(Itens de uma fonte de dados)
# # # # # # #
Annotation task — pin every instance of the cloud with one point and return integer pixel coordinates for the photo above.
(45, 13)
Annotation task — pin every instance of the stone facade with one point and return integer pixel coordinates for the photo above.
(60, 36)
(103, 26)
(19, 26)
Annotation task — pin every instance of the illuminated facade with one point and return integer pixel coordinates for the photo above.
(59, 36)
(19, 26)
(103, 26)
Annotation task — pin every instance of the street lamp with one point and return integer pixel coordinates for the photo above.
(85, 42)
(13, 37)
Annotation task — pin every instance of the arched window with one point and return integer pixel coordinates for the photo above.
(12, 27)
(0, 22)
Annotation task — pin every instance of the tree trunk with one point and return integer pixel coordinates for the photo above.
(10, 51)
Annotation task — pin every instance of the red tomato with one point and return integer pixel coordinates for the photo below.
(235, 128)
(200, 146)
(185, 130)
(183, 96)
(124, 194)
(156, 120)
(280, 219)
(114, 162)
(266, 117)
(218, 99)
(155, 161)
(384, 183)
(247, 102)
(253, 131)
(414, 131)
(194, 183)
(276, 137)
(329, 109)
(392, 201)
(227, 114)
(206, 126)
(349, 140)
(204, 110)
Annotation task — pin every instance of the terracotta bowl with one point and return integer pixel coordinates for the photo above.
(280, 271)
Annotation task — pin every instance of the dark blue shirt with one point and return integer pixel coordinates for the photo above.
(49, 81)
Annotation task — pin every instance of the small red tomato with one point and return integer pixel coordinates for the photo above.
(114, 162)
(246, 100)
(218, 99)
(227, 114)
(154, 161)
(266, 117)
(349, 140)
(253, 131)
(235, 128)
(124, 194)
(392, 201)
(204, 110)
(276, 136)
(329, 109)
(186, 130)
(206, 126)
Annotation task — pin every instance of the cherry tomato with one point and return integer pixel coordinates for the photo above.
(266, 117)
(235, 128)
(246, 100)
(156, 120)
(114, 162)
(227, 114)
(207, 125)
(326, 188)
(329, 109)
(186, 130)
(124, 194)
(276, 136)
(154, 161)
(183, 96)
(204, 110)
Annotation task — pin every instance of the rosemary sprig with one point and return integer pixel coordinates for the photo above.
# # # # # # #
● **Tarefa a realizar**
Troque "integer pixel coordinates" por "whole-number pixel coordinates" em todos os dados acima e reproduza as linhas, sem alterar mais nada.

● **Resultado abaixo**
Annotation task — pin every instance of the cloud with one point and return whole-number pixel coordinates for the photo above.
(45, 13)
Annotation task — pin every instance of the stone facade with one point and return whole-number pixel coordinates for the photo above.
(60, 36)
(103, 26)
(19, 26)
Annotation task — pin every instance of the illuminated facade with one point and return whole-number pixel coordinates for the photo above.
(59, 36)
(19, 26)
(103, 26)
Annotation task — pin every instance of the street lamp with one point and return whole-number pixel coordinates for the photo above.
(85, 42)
(13, 37)
Annotation task — pin every instance of the arched window with one point and return whole-number pixel coordinates for the photo above.
(12, 27)
(0, 22)
Annotation task — pin every instance of the tree trunk with one point and return whole-number pixel coordinates for the photo above.
(10, 51)
Annotation task — pin every instance of the red tomato with one point and return whole-number pixel coordinates for the photo below.
(235, 128)
(200, 146)
(185, 130)
(183, 96)
(124, 194)
(156, 120)
(280, 219)
(114, 162)
(266, 117)
(218, 99)
(155, 161)
(384, 183)
(247, 102)
(253, 131)
(414, 131)
(194, 183)
(276, 137)
(329, 109)
(392, 201)
(227, 114)
(206, 126)
(349, 140)
(204, 110)
Annotation task — pin every instance of the terracotta bowl with one point and return whole-number pixel coordinates for the photo above.
(280, 271)
Annotation task — pin every instance of the dark blue shirt with one point and return whole-number pixel coordinates for the photo above.
(49, 81)
Annotation task — pin every instance of the small red tomato with one point and return whole-number pixel coordinates for the photo above.
(114, 162)
(246, 100)
(218, 99)
(227, 114)
(154, 161)
(266, 117)
(349, 140)
(253, 131)
(235, 128)
(124, 194)
(392, 201)
(204, 110)
(276, 136)
(329, 109)
(186, 130)
(206, 126)
Annotation task — pin every instance of the cherry tomato with one point and return whole-number pixel coordinates for the photo above.
(266, 117)
(235, 128)
(246, 100)
(156, 120)
(114, 162)
(227, 114)
(207, 125)
(326, 188)
(329, 109)
(186, 130)
(124, 194)
(276, 136)
(154, 161)
(183, 96)
(204, 110)
Annotation task — pin every instance of the rosemary sprig with one point and return whole-number pixel coordinates for the photo above.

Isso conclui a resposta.